Wednesday, May 25, 2016


IMPLEMENTING VALUE-BASED CLINICAL QUALITY IMPROVEMENT IN HEALTHCARE Bruce Ramshaw, MD, FACS Chairman and Professor, Department of Surgery University of Tennessee - Knoxville 

         At the Annual Meeting of the AVAS this Spring, Bruce Ramshaw, MD, FACS presented his experience in Implementing value-based clinical quality improvement in Healthcare. For those unaware, Dr. Ramshaw presented a series of podcasts on the General Surgery News website in September and October 2015 covering the gamut of current concerns revolving around patient safety and cost conservation, so this talked peaked my interest. Dr. Ramshaw explained in his introduction that NOW is the time for Surgeons to lead the way in making value the overarching goal in Healthcare (theme from Harvard Business review October 2013). In healthcare, VALUE is defined as the quality, safety, satisfaction and cost of the entire cycle of care for each patient. In his terms, value is comprised of a reduction in complications AND cost. He explained that our current thinking in terms of silos is antiquated and that we simply must deal with this situation utilizing complex systems thinking. We tend to think like a reduction scientist and view cause and effect as clear and predictable, but we all know this is far from the truth when dealing with human beings. We were cautioned to not equate standardization to absolute rigid uniformity but to move towards the optimal variety needed to perform that particular aspect of patient care. By the end of this discussion, it was clear that we ought to be able to identify subgroups of patients who will benefit or harmed from specific types/brands of devices.  Using this information, we should then be successful in identifying techniques that would improve outcomes in terms of satisfaction and quality. It was clear that multidisciplinary teams will accomplish many of our goals towards quality improvement. The presentation concluded with a reminder that continuous improvement never ends. There have been discussions through the year at our AVAS annual meeting of utilizing the VA as a focal point in cost conservation control in areas such as hernia repair and total joint arthroplasty just to name a few.

(Dataset entries)
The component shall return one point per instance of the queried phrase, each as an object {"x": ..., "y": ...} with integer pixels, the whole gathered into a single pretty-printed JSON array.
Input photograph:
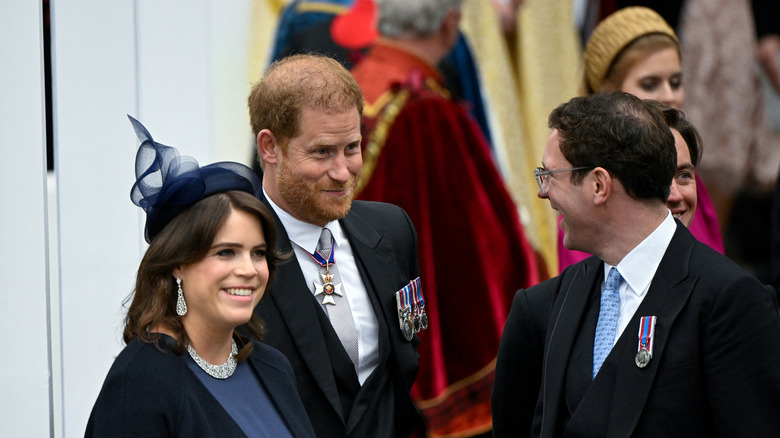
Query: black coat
[
  {"x": 714, "y": 370},
  {"x": 384, "y": 244},
  {"x": 151, "y": 393}
]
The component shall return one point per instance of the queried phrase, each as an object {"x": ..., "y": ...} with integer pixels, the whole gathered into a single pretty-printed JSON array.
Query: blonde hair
[{"x": 619, "y": 41}]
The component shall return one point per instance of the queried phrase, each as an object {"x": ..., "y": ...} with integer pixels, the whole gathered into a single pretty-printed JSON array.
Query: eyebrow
[{"x": 236, "y": 245}]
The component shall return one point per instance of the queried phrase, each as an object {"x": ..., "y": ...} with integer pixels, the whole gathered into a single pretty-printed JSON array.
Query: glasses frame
[{"x": 541, "y": 172}]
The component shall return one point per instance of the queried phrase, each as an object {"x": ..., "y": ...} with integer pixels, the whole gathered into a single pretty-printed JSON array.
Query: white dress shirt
[
  {"x": 305, "y": 237},
  {"x": 638, "y": 269}
]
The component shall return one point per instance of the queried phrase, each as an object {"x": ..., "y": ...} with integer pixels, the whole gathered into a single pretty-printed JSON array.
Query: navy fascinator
[{"x": 168, "y": 183}]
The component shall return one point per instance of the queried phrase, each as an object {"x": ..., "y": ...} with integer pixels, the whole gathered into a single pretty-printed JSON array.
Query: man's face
[
  {"x": 682, "y": 194},
  {"x": 567, "y": 199},
  {"x": 318, "y": 175}
]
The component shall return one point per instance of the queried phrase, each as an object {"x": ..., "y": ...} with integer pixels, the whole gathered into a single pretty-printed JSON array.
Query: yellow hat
[{"x": 616, "y": 32}]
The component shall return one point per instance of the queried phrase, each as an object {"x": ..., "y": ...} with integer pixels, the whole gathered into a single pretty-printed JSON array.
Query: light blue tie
[{"x": 609, "y": 312}]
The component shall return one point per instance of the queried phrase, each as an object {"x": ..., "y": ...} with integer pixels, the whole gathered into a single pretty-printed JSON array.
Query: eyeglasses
[{"x": 541, "y": 176}]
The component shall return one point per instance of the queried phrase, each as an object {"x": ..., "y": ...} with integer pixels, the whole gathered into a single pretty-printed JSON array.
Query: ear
[
  {"x": 268, "y": 149},
  {"x": 602, "y": 185},
  {"x": 451, "y": 21}
]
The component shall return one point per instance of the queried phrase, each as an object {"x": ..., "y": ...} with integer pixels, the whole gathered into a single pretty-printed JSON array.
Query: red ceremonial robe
[{"x": 423, "y": 152}]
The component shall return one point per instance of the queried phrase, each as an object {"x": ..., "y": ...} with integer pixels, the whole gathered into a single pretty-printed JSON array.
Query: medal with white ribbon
[
  {"x": 645, "y": 346},
  {"x": 327, "y": 288}
]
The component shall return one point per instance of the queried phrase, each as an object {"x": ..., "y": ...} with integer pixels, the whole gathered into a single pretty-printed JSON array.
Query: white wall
[
  {"x": 180, "y": 67},
  {"x": 24, "y": 357}
]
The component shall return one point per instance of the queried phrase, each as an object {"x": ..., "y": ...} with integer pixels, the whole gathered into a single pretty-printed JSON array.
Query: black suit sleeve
[{"x": 519, "y": 363}]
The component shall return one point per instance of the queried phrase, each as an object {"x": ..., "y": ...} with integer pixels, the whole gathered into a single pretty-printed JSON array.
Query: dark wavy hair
[
  {"x": 621, "y": 133},
  {"x": 186, "y": 239},
  {"x": 677, "y": 120}
]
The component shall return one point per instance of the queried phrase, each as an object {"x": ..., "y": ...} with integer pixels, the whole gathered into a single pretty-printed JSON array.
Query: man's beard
[{"x": 308, "y": 201}]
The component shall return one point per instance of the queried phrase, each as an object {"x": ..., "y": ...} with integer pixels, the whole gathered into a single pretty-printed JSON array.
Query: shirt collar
[
  {"x": 304, "y": 234},
  {"x": 638, "y": 266}
]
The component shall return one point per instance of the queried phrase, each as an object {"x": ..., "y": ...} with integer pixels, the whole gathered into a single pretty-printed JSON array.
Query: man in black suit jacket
[
  {"x": 709, "y": 367},
  {"x": 306, "y": 113}
]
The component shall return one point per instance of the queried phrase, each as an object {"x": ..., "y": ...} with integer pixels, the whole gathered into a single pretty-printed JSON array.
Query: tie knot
[
  {"x": 325, "y": 241},
  {"x": 613, "y": 279}
]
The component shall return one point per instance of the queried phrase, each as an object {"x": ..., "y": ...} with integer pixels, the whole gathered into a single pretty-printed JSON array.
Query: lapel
[
  {"x": 376, "y": 262},
  {"x": 627, "y": 385},
  {"x": 279, "y": 393},
  {"x": 566, "y": 319},
  {"x": 298, "y": 310}
]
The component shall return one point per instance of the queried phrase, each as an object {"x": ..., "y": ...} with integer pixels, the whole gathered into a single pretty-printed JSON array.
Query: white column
[
  {"x": 94, "y": 64},
  {"x": 25, "y": 367}
]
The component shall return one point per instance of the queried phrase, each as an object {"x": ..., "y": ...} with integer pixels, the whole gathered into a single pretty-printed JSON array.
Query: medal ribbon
[
  {"x": 417, "y": 293},
  {"x": 320, "y": 259},
  {"x": 646, "y": 331}
]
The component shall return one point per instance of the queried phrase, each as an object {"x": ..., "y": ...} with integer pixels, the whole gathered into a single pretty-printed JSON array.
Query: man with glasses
[{"x": 656, "y": 334}]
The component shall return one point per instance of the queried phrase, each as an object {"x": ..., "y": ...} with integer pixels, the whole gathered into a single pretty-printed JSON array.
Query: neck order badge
[
  {"x": 646, "y": 334},
  {"x": 328, "y": 287}
]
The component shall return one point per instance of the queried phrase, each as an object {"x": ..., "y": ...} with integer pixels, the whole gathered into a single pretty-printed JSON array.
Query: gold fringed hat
[{"x": 616, "y": 32}]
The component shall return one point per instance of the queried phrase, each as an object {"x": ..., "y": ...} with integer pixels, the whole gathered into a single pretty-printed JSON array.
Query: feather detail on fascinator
[{"x": 168, "y": 183}]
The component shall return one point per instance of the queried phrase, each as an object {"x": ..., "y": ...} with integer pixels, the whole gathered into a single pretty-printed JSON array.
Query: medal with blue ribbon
[
  {"x": 645, "y": 346},
  {"x": 327, "y": 288},
  {"x": 410, "y": 304}
]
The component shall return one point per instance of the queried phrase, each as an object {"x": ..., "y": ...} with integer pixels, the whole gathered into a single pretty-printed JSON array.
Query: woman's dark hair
[{"x": 185, "y": 240}]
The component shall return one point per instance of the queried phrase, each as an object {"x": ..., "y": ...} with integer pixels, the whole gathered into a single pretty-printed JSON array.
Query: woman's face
[
  {"x": 223, "y": 288},
  {"x": 682, "y": 194},
  {"x": 658, "y": 77}
]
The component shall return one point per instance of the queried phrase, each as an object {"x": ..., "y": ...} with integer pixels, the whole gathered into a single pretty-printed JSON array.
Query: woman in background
[
  {"x": 186, "y": 371},
  {"x": 636, "y": 51}
]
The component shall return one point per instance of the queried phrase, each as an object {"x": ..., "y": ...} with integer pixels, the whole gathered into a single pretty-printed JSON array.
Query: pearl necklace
[{"x": 216, "y": 371}]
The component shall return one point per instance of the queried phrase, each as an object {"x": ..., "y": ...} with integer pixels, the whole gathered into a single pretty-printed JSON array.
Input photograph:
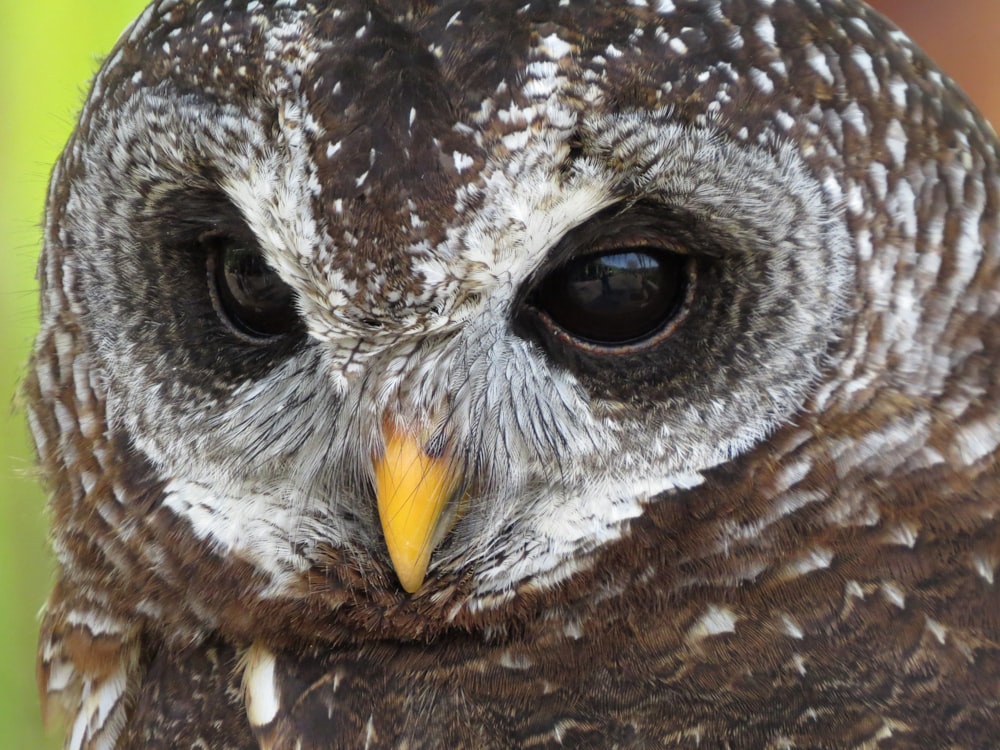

● Exercise objective
Extend the post above about Dr. Ramshaw's talk on value-based clinical quality improvement, starting right after its last sentence.

● Exercise output
In October 2015 Dr. Ramshaw discussed his General Surgery News podcasts with me. We covered multiple topics including Patient Safety and Safety science, why attempts at improving Patient safety fail, Cognitive Bias, True Leadership in Healthcare, and so on, so I was eager to follow this presentation with a conversation with him on this recent talk. I inquired of Dr. Ramshaw what his single most successful method in driving this point home in the medical centers he worked in. Surgeons are extremely busy and while they are constantly focused on complication reduction, asking them to make a personal choice of shifting to a more cost effective method they are not comfortable with seems daunting. He stated I think after years of trying to push the multi-disciplinary, team approach, including the importance of having patient care managers, I have had much more success getting people interested in exploring the complex systems concepts by just asking- ‘shouldn't we be measuring the value of care we provide?’"  For certain, asking private practice surgeons to interrupt their busy schedule to assess models and reams of data will not work, so he is working at UT Knoxville to develop an ideal model that others can eventually use.  He concurs its not easy, but we have to focus on value of care. If we can measure the value of care then that will encompass safety, complications, outcomes and patient satisfaction and can then compare to cost (overall and at each point in care). We must accept that most hospital Administrators only see specific cost values that are not outcome driven; that is the data they understand.  Surgeons typically only see quality / outcomes data. We need to work together to assure everyone sees the same picture by developing a model that provides us with a VALUE figure we can all understand and the patients will accept. The model he is working on will hopefully lend itself to widespread use. Our conversation concluded with the notion that our VA is an ideal situation to assess this model as we have some of the most robust quality and cost data there is. He stated he can eventually forward his working model and thought to the VA to work collaboratively to test the potential to provide true value in the VA system.